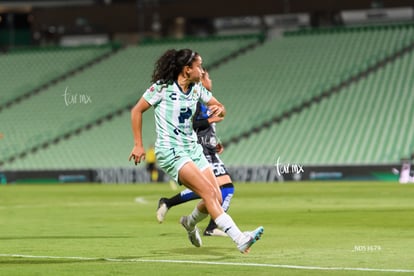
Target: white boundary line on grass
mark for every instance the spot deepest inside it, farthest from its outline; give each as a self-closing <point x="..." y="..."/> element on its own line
<point x="209" y="263"/>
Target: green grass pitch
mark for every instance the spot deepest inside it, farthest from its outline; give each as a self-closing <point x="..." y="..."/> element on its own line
<point x="311" y="228"/>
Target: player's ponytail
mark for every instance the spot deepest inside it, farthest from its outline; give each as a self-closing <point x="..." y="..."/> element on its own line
<point x="170" y="64"/>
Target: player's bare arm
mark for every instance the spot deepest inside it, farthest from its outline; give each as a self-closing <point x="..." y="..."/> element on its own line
<point x="138" y="152"/>
<point x="216" y="107"/>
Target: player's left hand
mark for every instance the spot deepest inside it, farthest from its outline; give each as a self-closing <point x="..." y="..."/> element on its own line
<point x="216" y="110"/>
<point x="219" y="148"/>
<point x="137" y="154"/>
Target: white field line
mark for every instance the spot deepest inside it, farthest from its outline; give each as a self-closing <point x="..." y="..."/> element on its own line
<point x="211" y="263"/>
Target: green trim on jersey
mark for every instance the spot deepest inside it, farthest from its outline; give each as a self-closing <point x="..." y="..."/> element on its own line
<point x="174" y="111"/>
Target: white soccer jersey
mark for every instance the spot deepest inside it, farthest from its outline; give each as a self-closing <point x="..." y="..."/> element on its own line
<point x="174" y="112"/>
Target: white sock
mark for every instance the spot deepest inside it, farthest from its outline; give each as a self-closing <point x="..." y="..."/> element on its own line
<point x="226" y="223"/>
<point x="195" y="217"/>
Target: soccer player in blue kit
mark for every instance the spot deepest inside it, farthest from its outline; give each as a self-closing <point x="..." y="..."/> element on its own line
<point x="174" y="94"/>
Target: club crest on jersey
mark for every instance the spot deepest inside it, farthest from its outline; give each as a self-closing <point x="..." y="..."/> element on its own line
<point x="195" y="96"/>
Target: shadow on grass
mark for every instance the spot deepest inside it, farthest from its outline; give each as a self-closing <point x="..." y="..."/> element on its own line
<point x="63" y="237"/>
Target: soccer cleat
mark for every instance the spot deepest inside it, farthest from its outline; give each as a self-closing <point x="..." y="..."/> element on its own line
<point x="215" y="232"/>
<point x="193" y="233"/>
<point x="162" y="209"/>
<point x="249" y="239"/>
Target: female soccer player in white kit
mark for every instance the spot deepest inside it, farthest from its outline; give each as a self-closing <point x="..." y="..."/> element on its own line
<point x="174" y="95"/>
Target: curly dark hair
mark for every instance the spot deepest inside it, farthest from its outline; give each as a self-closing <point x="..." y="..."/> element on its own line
<point x="170" y="64"/>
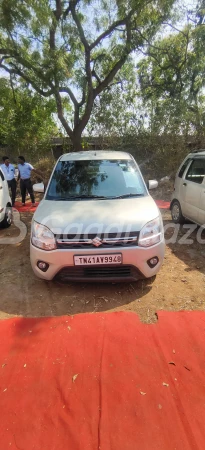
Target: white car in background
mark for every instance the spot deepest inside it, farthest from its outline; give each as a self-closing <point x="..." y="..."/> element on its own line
<point x="5" y="203"/>
<point x="188" y="198"/>
<point x="97" y="221"/>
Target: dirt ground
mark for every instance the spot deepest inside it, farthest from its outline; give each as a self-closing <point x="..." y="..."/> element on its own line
<point x="180" y="284"/>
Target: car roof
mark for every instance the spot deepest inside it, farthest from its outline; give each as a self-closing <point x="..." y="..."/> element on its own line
<point x="95" y="154"/>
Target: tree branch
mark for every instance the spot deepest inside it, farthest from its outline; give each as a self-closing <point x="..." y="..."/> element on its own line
<point x="111" y="29"/>
<point x="61" y="115"/>
<point x="18" y="72"/>
<point x="68" y="91"/>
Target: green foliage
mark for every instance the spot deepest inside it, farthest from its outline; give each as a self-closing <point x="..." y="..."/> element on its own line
<point x="172" y="82"/>
<point x="25" y="119"/>
<point x="75" y="49"/>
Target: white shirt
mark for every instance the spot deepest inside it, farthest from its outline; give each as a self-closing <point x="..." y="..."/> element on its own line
<point x="9" y="171"/>
<point x="25" y="170"/>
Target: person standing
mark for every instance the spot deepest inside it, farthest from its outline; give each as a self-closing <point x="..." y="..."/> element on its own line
<point x="9" y="172"/>
<point x="25" y="170"/>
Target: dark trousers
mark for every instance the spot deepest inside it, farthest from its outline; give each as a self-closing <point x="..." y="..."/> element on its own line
<point x="26" y="185"/>
<point x="12" y="186"/>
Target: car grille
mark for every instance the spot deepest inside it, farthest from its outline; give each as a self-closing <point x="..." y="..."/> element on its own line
<point x="108" y="273"/>
<point x="103" y="240"/>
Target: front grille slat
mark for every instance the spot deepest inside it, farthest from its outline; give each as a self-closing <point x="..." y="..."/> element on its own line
<point x="108" y="240"/>
<point x="99" y="273"/>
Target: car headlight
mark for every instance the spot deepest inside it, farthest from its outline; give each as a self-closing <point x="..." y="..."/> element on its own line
<point x="151" y="233"/>
<point x="42" y="237"/>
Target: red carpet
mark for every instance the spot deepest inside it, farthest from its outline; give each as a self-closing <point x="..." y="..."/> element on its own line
<point x="103" y="381"/>
<point x="28" y="207"/>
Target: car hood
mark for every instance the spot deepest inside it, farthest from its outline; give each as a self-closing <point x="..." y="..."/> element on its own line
<point x="87" y="216"/>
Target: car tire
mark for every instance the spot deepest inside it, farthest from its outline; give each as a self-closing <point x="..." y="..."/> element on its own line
<point x="176" y="212"/>
<point x="7" y="220"/>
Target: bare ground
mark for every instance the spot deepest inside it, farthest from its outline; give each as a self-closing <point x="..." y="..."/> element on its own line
<point x="180" y="284"/>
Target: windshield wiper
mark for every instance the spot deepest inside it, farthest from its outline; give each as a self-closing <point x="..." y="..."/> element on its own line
<point x="83" y="196"/>
<point x="129" y="195"/>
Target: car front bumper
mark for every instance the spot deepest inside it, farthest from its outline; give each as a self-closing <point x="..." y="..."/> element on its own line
<point x="134" y="264"/>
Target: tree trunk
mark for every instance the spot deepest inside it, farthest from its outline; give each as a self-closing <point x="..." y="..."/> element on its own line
<point x="76" y="141"/>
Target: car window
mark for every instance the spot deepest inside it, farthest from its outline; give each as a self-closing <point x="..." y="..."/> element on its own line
<point x="2" y="175"/>
<point x="106" y="178"/>
<point x="183" y="168"/>
<point x="196" y="171"/>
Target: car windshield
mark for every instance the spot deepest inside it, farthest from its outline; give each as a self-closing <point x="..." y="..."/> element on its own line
<point x="95" y="179"/>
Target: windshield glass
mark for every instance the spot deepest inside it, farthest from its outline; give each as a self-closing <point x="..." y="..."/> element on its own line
<point x="95" y="178"/>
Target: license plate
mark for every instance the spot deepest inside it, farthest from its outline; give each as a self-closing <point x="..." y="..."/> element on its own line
<point x="93" y="260"/>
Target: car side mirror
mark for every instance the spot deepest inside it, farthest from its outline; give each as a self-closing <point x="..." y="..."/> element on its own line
<point x="39" y="187"/>
<point x="152" y="184"/>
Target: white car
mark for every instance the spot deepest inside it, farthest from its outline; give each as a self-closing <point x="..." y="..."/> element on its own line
<point x="5" y="203"/>
<point x="188" y="198"/>
<point x="97" y="221"/>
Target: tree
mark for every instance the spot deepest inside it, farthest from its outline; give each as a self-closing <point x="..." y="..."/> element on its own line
<point x="73" y="50"/>
<point x="172" y="81"/>
<point x="25" y="118"/>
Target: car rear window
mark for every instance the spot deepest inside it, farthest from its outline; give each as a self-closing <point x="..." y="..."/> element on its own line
<point x="183" y="168"/>
<point x="196" y="171"/>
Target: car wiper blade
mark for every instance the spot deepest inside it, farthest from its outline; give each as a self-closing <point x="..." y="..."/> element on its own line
<point x="83" y="196"/>
<point x="129" y="195"/>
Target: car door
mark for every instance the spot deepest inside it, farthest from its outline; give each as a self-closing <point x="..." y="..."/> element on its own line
<point x="1" y="195"/>
<point x="192" y="186"/>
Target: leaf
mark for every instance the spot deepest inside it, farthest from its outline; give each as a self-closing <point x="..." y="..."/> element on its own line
<point x="74" y="377"/>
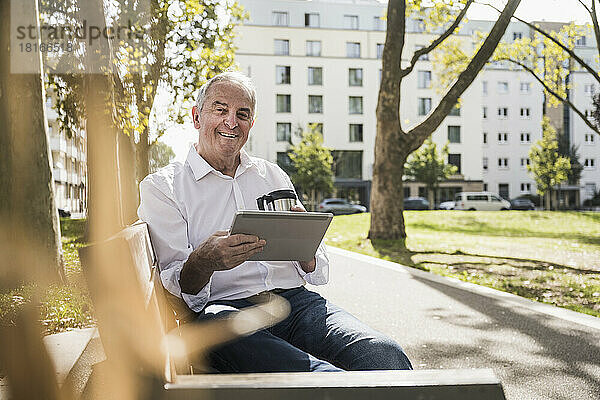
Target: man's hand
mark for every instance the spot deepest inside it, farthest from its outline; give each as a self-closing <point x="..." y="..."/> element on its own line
<point x="220" y="252"/>
<point x="307" y="266"/>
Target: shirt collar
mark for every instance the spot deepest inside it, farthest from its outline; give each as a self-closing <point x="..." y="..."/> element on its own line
<point x="200" y="167"/>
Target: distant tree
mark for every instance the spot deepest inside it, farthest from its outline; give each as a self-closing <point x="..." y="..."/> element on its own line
<point x="547" y="166"/>
<point x="394" y="143"/>
<point x="312" y="164"/>
<point x="570" y="151"/>
<point x="428" y="166"/>
<point x="161" y="155"/>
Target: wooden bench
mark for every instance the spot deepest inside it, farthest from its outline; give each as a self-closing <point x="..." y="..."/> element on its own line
<point x="148" y="348"/>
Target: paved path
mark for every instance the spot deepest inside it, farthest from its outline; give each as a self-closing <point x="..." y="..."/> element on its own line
<point x="537" y="351"/>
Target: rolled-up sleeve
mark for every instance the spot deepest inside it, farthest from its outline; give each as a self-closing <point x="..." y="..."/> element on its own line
<point x="168" y="231"/>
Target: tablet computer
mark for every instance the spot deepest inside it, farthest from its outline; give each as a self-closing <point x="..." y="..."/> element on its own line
<point x="290" y="235"/>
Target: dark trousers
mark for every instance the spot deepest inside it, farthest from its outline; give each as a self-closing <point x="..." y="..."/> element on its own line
<point x="316" y="336"/>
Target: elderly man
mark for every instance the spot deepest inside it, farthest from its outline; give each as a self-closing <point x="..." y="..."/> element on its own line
<point x="190" y="206"/>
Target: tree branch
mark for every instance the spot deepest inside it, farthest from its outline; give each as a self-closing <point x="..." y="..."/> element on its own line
<point x="558" y="43"/>
<point x="436" y="42"/>
<point x="466" y="77"/>
<point x="553" y="93"/>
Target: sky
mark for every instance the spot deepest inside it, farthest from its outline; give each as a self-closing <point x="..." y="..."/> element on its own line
<point x="180" y="137"/>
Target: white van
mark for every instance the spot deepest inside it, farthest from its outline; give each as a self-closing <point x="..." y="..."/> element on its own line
<point x="481" y="201"/>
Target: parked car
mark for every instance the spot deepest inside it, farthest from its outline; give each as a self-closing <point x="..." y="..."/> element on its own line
<point x="340" y="206"/>
<point x="481" y="201"/>
<point x="446" y="205"/>
<point x="416" y="203"/>
<point x="522" y="204"/>
<point x="64" y="213"/>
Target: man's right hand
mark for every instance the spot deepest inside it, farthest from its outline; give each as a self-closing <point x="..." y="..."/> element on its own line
<point x="219" y="252"/>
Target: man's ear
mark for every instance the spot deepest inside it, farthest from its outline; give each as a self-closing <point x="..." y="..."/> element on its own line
<point x="196" y="117"/>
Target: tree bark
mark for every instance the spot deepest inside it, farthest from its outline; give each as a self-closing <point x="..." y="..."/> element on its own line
<point x="392" y="144"/>
<point x="27" y="206"/>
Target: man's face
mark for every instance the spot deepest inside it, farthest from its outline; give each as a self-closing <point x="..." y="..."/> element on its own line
<point x="224" y="122"/>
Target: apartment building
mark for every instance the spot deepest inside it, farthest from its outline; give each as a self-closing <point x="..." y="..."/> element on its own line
<point x="319" y="62"/>
<point x="69" y="164"/>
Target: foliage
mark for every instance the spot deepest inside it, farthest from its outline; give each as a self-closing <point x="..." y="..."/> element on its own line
<point x="547" y="166"/>
<point x="312" y="163"/>
<point x="428" y="166"/>
<point x="161" y="155"/>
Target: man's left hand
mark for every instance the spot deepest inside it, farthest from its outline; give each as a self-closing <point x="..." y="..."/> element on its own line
<point x="307" y="266"/>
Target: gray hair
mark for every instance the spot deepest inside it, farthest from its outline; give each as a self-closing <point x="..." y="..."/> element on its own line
<point x="230" y="76"/>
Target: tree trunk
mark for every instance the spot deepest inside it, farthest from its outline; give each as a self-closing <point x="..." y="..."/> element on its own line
<point x="27" y="206"/>
<point x="127" y="178"/>
<point x="431" y="197"/>
<point x="142" y="154"/>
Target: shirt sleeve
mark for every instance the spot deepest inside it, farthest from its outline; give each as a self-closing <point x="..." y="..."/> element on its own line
<point x="320" y="276"/>
<point x="168" y="231"/>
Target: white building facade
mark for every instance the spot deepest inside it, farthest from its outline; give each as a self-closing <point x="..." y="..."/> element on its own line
<point x="320" y="62"/>
<point x="69" y="164"/>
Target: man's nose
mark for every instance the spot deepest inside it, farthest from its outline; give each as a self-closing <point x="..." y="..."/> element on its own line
<point x="231" y="120"/>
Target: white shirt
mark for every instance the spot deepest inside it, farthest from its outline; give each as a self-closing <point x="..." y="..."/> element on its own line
<point x="184" y="204"/>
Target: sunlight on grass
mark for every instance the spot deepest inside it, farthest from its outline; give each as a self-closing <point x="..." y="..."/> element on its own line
<point x="551" y="257"/>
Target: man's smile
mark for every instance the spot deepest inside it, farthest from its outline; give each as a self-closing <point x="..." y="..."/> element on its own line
<point x="228" y="135"/>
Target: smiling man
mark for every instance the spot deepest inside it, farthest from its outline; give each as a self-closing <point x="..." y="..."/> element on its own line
<point x="188" y="208"/>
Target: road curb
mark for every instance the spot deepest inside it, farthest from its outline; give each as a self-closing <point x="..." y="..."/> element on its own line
<point x="557" y="312"/>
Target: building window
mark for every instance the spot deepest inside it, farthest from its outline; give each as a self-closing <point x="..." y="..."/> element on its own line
<point x="355" y="76"/>
<point x="424" y="105"/>
<point x="313" y="48"/>
<point x="454" y="159"/>
<point x="424" y="57"/>
<point x="282" y="47"/>
<point x="590" y="189"/>
<point x="589" y="163"/>
<point x="454" y="134"/>
<point x="350" y="21"/>
<point x="282" y="74"/>
<point x="347" y="164"/>
<point x="502" y="87"/>
<point x="455" y="112"/>
<point x="311" y="20"/>
<point x="315" y="104"/>
<point x="378" y="24"/>
<point x="285" y="162"/>
<point x="424" y="78"/>
<point x="284" y="131"/>
<point x="353" y="49"/>
<point x="589" y="138"/>
<point x="316" y="127"/>
<point x="315" y="76"/>
<point x="356" y="132"/>
<point x="280" y="18"/>
<point x="355" y="104"/>
<point x="284" y="103"/>
<point x="379" y="50"/>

### Action item
Go through the records and tally the lines that include "soccer". Write only the number.

### Result below
4